= WORK ORDER 1 =
Transcribe the gardening passage below from "I have a hill" to "names of plants.", inclusive.
= WORK ORDER 2 =
In the gardening passage below, what are the dimensions of the hill filled with perennials?

We gardeners are like farmers. Every morning it’s the same question

We gardeners are like farmers. Every morning it’s the same question,

“What’s the weather?”

Every year is a different growing season.

2012 too dry — my most important job — keep the watering system working.

2013 it’s too wet — just TRY to keep the weeds down.


I have a hill 100 ft long by 20ft high filled with perennials – and weeds. Now, on July 1, I’m about halfway across the hill with weeding, Preening, and chipping. And I’m ahead of most years.

I try to hire someone from the nearby high school to help, but there is no teen in the 2013 generation who wants this job. Besides, I truly enjoy the feeling of accomplishment when I do it myself.

Oh, I don’t do it totally alone. Do you?

My husband, the critique king of my writing, is the shovel man and the muscle for pulling out the little Poplar and Sumac trees that take root and show up between the Hydrangea and the Hibiscus. And he’s actually become quite the horticulturist when it comes to remembering the names of plants.

= DATA SUPPLIED =
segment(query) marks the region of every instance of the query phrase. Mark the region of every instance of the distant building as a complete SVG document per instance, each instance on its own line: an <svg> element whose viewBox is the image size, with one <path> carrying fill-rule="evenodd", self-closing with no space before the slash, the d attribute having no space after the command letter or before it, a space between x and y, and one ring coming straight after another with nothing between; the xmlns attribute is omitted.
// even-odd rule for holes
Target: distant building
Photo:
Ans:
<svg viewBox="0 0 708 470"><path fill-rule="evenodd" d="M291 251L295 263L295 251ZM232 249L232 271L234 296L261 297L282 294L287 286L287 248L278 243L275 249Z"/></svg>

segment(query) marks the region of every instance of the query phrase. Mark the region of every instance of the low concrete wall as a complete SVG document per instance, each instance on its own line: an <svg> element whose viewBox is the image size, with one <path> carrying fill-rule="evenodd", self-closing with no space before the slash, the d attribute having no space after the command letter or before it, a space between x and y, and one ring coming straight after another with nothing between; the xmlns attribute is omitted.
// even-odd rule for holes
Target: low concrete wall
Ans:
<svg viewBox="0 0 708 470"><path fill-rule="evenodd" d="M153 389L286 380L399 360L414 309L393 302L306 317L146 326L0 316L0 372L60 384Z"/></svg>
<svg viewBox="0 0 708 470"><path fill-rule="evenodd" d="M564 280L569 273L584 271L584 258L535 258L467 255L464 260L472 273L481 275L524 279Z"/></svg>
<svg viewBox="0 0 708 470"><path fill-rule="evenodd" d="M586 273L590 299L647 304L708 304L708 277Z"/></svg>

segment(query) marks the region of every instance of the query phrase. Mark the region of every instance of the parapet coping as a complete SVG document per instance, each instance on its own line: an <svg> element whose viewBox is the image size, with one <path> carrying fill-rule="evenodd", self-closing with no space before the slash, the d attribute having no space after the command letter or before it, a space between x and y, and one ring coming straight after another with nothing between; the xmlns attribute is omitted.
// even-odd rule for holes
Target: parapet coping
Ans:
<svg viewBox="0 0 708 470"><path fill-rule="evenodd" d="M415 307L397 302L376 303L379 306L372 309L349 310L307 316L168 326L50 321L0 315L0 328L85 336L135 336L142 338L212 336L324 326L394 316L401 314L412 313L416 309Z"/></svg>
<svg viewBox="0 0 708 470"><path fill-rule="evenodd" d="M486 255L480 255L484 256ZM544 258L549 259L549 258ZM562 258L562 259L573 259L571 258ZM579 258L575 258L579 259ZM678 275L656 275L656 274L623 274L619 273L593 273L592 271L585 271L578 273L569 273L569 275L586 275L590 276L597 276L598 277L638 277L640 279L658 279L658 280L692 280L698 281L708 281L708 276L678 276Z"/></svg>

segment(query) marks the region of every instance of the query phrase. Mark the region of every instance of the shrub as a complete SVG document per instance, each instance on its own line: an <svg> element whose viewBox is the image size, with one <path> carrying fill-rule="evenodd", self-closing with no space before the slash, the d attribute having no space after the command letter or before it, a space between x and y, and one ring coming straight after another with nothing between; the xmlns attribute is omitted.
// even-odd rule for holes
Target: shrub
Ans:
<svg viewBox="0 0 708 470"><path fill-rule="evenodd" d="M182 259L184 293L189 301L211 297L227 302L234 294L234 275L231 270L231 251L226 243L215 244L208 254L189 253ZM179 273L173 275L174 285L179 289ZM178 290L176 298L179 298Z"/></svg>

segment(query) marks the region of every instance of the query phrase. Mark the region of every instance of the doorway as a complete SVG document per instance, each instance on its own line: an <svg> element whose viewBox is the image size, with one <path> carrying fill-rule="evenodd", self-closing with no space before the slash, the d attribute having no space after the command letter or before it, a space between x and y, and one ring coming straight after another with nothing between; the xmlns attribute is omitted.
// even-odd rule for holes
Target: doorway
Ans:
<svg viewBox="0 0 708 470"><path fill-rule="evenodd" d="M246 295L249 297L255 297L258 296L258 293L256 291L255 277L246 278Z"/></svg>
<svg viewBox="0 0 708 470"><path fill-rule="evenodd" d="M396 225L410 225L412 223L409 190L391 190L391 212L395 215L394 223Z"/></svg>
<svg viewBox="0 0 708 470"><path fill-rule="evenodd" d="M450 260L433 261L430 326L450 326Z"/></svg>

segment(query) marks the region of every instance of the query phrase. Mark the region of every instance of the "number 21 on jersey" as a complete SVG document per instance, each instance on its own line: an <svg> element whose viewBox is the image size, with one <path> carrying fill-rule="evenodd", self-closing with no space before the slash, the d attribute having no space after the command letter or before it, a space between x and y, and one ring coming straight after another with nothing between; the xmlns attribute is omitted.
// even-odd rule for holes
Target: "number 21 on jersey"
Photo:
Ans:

= WRITTEN REPLY 1 =
I have a hill 100 ft long by 20ft high filled with perennials – and weeds. Now, on July 1, I’m about halfway across the hill with weeding, Preening, and chipping. And I’m ahead of most years.

I try to hire someone from the nearby high school to help, but there is no teen in the 2013 generation who wants this job. Besides, I truly enjoy the feeling of accomplishment when I do it myself.

Oh, I don’t do it totally alone. Do you?

My husband, the critique king of my writing, is the shovel man and the muscle for pulling out the little Poplar and Sumac trees that take root and show up between the Hydrangea and the Hibiscus. And he’s actually become quite the horticulturist when it comes to remembering the names of plants.

= WRITTEN REPLY 2 =
100 ft long by 20 ft high.